STATED TASK 1:
Print the passage of the unconscious inference text from "Involuntary aspect of" to "approached Helmholtz's view.", word for word.
STATED TASK 2:
According to the unconscious inference text, in what year was the term coined?

DOCUMENT EXTRACT:
+ + + +
= Unconscious inference =

Involuntary aspect of visual perception

In perceptual psychology, unconscious inference (unbewusster Schluss), also referred to as unconscious conclusion, is a term coined in 1867 by the German physicist and polymath Hermann von Helmholtz to describe an involuntary, pre-rational and reflex-like mechanism which is part of the formation of visual impressions. While precursory notions have been identified in the writings of Thomas Hobbes, Robert Hooke, and Francis North (especially in connection with auditory perception) as well as in Francis Bacon's Novum Organum, Helmholtz's theory was long ignored or even dismissed by philosophy and psychology. It has since received new attention from modern research, and the work of recent scholars has approached Helmholtz's view.
+ + + +
SUPPLIED MATERIAL:
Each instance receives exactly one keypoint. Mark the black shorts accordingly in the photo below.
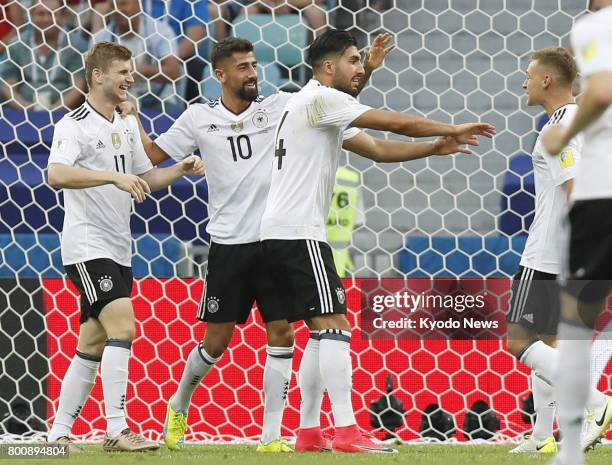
(237, 277)
(590, 249)
(535, 302)
(99, 281)
(306, 277)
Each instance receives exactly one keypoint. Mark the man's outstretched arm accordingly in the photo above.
(391, 151)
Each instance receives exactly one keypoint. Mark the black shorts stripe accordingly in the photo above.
(90, 290)
(518, 304)
(316, 269)
(326, 288)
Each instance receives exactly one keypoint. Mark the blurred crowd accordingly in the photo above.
(42, 43)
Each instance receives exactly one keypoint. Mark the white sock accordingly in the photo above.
(198, 365)
(76, 386)
(115, 360)
(336, 373)
(572, 387)
(277, 376)
(542, 359)
(311, 384)
(601, 352)
(544, 405)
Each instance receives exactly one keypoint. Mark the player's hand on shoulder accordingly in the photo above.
(553, 139)
(134, 185)
(446, 145)
(467, 133)
(127, 108)
(377, 52)
(192, 166)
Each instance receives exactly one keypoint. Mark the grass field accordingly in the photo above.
(245, 455)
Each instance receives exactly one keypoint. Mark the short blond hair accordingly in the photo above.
(561, 60)
(101, 55)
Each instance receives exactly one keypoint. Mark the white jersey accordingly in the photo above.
(97, 219)
(237, 151)
(545, 242)
(308, 141)
(592, 42)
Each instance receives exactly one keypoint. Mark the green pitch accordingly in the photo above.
(246, 455)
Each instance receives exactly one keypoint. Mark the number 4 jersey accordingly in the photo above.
(97, 219)
(237, 151)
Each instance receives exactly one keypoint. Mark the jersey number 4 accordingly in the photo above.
(280, 151)
(244, 147)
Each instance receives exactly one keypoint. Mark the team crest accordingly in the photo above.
(260, 119)
(566, 158)
(341, 295)
(106, 283)
(116, 139)
(212, 305)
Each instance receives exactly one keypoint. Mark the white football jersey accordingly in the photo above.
(546, 240)
(307, 144)
(237, 151)
(97, 219)
(592, 43)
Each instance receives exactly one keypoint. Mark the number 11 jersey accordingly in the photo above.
(237, 150)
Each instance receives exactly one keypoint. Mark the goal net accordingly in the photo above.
(461, 216)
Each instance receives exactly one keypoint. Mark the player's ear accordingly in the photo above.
(96, 75)
(329, 66)
(220, 75)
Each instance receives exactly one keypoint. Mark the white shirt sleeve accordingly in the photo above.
(179, 141)
(141, 163)
(65, 148)
(334, 108)
(592, 43)
(349, 133)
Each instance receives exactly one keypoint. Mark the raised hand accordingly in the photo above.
(134, 185)
(553, 139)
(467, 133)
(377, 52)
(446, 145)
(192, 166)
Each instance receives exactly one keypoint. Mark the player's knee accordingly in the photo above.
(280, 334)
(92, 350)
(127, 333)
(217, 339)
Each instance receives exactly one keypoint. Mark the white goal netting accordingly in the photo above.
(461, 216)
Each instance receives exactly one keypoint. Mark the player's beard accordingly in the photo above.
(344, 84)
(248, 94)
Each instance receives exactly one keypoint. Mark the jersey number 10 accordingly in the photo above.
(244, 149)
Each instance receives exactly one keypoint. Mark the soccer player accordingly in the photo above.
(533, 312)
(307, 144)
(590, 219)
(98, 159)
(234, 135)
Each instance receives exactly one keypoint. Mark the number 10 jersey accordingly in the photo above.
(237, 150)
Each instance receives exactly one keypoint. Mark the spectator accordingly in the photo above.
(154, 48)
(41, 70)
(188, 19)
(312, 10)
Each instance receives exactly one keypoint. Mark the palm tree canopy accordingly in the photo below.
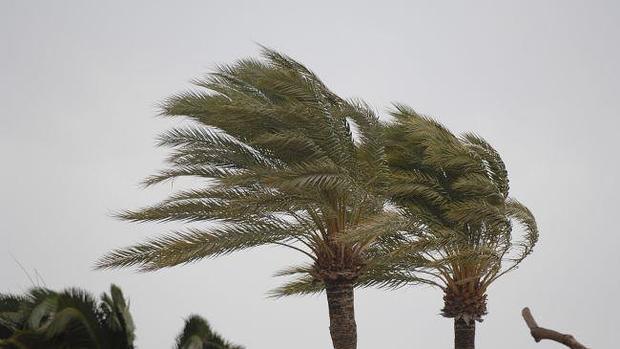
(197, 334)
(71, 318)
(283, 160)
(455, 209)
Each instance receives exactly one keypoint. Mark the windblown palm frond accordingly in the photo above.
(282, 166)
(454, 192)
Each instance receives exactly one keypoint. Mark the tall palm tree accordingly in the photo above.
(197, 334)
(284, 161)
(459, 220)
(72, 318)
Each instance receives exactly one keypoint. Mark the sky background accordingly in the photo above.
(79, 85)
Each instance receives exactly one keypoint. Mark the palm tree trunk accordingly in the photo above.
(342, 325)
(464, 334)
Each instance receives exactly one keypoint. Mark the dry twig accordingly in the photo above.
(540, 333)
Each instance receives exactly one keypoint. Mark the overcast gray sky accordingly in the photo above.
(79, 83)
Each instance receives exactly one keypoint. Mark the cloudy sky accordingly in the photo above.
(79, 84)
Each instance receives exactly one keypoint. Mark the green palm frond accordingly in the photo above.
(284, 161)
(197, 334)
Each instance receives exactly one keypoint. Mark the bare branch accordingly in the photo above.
(540, 333)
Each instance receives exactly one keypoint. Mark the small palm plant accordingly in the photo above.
(72, 318)
(284, 161)
(197, 334)
(458, 218)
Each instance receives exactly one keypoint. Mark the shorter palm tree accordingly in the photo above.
(71, 318)
(197, 334)
(458, 218)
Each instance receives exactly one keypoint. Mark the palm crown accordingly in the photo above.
(453, 195)
(282, 167)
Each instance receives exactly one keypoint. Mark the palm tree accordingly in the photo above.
(284, 161)
(459, 220)
(72, 318)
(197, 334)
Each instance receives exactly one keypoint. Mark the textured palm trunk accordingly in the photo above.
(464, 334)
(342, 325)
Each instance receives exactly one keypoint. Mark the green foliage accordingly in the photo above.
(72, 318)
(197, 334)
(280, 165)
(453, 191)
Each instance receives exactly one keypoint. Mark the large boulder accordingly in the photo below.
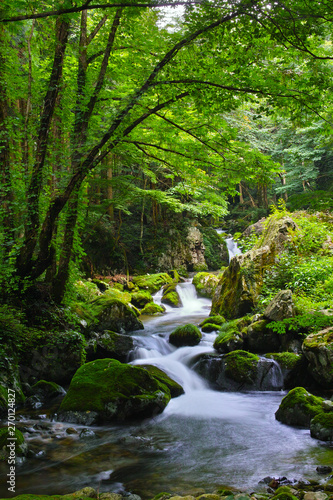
(106, 390)
(152, 282)
(318, 349)
(239, 287)
(113, 314)
(280, 307)
(52, 356)
(171, 296)
(185, 335)
(299, 407)
(205, 284)
(109, 345)
(240, 371)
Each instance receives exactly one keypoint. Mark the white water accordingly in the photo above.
(203, 439)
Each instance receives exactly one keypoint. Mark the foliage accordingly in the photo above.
(305, 323)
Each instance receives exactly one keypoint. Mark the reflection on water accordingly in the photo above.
(203, 439)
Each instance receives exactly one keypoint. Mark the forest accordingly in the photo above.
(166, 249)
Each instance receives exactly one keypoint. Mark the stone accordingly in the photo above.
(173, 386)
(280, 307)
(189, 335)
(318, 350)
(239, 287)
(205, 284)
(321, 426)
(113, 314)
(171, 296)
(298, 407)
(112, 391)
(109, 345)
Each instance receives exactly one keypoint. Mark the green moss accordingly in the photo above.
(210, 327)
(141, 298)
(205, 284)
(185, 335)
(152, 309)
(324, 420)
(175, 388)
(215, 320)
(97, 383)
(285, 359)
(152, 282)
(241, 366)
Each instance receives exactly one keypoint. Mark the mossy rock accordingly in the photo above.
(109, 345)
(287, 360)
(298, 407)
(210, 327)
(171, 296)
(141, 298)
(318, 349)
(113, 391)
(173, 386)
(215, 320)
(321, 426)
(7, 438)
(185, 335)
(152, 309)
(241, 366)
(228, 341)
(114, 314)
(53, 356)
(205, 284)
(152, 282)
(47, 390)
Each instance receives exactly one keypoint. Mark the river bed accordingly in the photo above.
(204, 439)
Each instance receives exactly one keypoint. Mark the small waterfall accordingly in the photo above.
(232, 248)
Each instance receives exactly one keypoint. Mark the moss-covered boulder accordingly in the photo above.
(114, 314)
(141, 298)
(298, 408)
(239, 287)
(106, 390)
(213, 320)
(231, 335)
(280, 307)
(261, 339)
(318, 350)
(205, 284)
(152, 309)
(321, 426)
(171, 296)
(152, 282)
(12, 443)
(53, 356)
(173, 386)
(185, 335)
(109, 345)
(240, 371)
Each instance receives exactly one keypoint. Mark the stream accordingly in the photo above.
(204, 439)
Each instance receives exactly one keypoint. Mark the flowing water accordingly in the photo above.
(203, 439)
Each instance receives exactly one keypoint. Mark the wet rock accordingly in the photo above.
(171, 296)
(280, 307)
(324, 469)
(239, 287)
(185, 335)
(113, 391)
(109, 345)
(318, 349)
(298, 407)
(205, 284)
(321, 426)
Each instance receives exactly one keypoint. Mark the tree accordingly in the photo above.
(114, 81)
+ + + +
CORRECT RESULT 1:
Involuntary aspect of visual perception

In perceptual psychology, unconscious inference (unbewusster Schluss), also referred to as unconscious conclusion, is a term coined in 1867 by the German physicist and polymath Hermann von Helmholtz to describe an involuntary, pre-rational and reflex-like mechanism which is part of the formation of visual impressions. While precursory notions have been identified in the writings of Thomas Hobbes, Robert Hooke, and Francis North (especially in connection with auditory perception) as well as in Francis Bacon's Novum Organum, Helmholtz's theory was long ignored or even dismissed by philosophy and psychology. It has since received new attention from modern research, and the work of recent scholars has approached Helmholtz's view.

CORRECT RESULT 2:
1867